Data records:
····················
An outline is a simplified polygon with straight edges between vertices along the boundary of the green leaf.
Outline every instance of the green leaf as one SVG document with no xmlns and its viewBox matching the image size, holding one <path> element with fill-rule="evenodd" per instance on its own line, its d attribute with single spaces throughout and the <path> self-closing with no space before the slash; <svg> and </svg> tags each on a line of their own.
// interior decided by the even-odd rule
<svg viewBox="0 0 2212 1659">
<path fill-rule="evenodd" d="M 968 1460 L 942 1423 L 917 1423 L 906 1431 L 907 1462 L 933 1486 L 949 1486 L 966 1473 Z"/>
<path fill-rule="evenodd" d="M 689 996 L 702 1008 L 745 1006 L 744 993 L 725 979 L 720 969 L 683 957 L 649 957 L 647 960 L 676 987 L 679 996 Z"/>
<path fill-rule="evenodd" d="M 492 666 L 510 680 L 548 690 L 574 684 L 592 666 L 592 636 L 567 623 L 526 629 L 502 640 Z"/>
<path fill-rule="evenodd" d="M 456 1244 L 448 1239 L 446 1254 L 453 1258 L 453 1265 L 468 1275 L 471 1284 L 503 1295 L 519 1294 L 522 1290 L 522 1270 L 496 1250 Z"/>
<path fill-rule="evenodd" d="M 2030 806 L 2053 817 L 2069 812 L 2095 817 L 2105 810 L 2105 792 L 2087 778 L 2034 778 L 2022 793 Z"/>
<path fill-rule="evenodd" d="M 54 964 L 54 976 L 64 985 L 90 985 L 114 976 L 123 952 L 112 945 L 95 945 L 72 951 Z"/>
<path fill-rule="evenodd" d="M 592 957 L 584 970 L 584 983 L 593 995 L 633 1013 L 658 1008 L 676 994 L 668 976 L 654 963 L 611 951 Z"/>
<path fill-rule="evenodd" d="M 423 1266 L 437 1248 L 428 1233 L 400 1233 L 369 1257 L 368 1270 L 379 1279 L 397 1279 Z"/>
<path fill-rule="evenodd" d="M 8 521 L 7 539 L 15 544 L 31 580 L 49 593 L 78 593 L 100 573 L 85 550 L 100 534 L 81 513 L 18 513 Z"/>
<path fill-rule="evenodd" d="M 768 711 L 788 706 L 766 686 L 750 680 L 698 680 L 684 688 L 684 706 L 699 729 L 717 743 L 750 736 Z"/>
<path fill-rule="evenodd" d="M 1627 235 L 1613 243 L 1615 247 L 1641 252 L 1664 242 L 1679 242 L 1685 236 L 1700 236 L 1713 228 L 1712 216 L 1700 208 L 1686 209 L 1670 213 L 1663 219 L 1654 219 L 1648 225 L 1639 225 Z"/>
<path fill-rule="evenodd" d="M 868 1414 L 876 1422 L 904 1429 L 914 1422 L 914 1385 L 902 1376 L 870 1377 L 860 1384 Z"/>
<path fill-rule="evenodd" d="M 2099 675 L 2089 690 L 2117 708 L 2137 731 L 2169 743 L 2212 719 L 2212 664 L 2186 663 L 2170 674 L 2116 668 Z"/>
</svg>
····················
What is required:
Return the records above verbatim, in their entirety.

Answer to this task:
An outline is a simplified polygon with straight edges between vertices along the boundary of the green leaf.
Outline every instance of the green leaf as one SVG document with no xmlns and its viewBox matching the image size, holding one <path> element with fill-rule="evenodd" per instance on its own line, its d attribute with single spaces throughout and the <path> self-closing with no space before the slash; <svg> and </svg> tags each on a line of their own.
// interior decided by the even-odd rule
<svg viewBox="0 0 2212 1659">
<path fill-rule="evenodd" d="M 968 1460 L 942 1423 L 917 1423 L 906 1431 L 907 1462 L 933 1486 L 949 1486 L 966 1473 Z"/>
<path fill-rule="evenodd" d="M 689 996 L 702 1008 L 745 1006 L 744 993 L 725 979 L 720 969 L 683 957 L 649 957 L 647 960 L 676 987 L 679 996 Z"/>
<path fill-rule="evenodd" d="M 492 666 L 510 680 L 548 690 L 574 684 L 592 666 L 592 636 L 567 623 L 526 629 L 502 640 Z"/>
<path fill-rule="evenodd" d="M 456 1244 L 448 1239 L 446 1254 L 453 1258 L 453 1265 L 468 1275 L 471 1284 L 503 1295 L 519 1294 L 522 1290 L 522 1270 L 496 1250 Z"/>
<path fill-rule="evenodd" d="M 2030 806 L 2053 817 L 2069 812 L 2095 817 L 2105 810 L 2105 792 L 2087 778 L 2034 778 L 2022 793 Z"/>
<path fill-rule="evenodd" d="M 54 964 L 54 976 L 64 985 L 90 985 L 114 976 L 123 952 L 112 945 L 95 945 L 72 951 Z"/>
<path fill-rule="evenodd" d="M 592 957 L 584 970 L 584 983 L 593 995 L 633 1013 L 658 1008 L 676 994 L 668 976 L 654 963 L 611 951 Z"/>
<path fill-rule="evenodd" d="M 423 1266 L 437 1248 L 428 1233 L 400 1233 L 369 1257 L 368 1270 L 379 1279 L 397 1279 Z"/>
<path fill-rule="evenodd" d="M 8 521 L 7 539 L 15 544 L 31 580 L 49 593 L 78 593 L 100 573 L 85 550 L 100 534 L 81 513 L 18 513 Z"/>
<path fill-rule="evenodd" d="M 768 711 L 788 706 L 766 686 L 750 680 L 698 680 L 684 688 L 684 706 L 699 729 L 717 743 L 750 736 Z"/>
<path fill-rule="evenodd" d="M 1627 235 L 1613 243 L 1615 247 L 1641 252 L 1664 242 L 1679 242 L 1685 236 L 1700 236 L 1713 228 L 1712 216 L 1700 208 L 1686 209 L 1670 213 L 1663 219 L 1654 219 L 1648 225 L 1639 225 Z"/>
<path fill-rule="evenodd" d="M 868 1414 L 876 1422 L 904 1429 L 914 1422 L 914 1385 L 902 1376 L 870 1377 L 860 1384 Z"/>
<path fill-rule="evenodd" d="M 2099 675 L 2089 690 L 2117 708 L 2137 731 L 2169 743 L 2212 719 L 2212 664 L 2186 663 L 2170 674 L 2116 668 Z"/>
</svg>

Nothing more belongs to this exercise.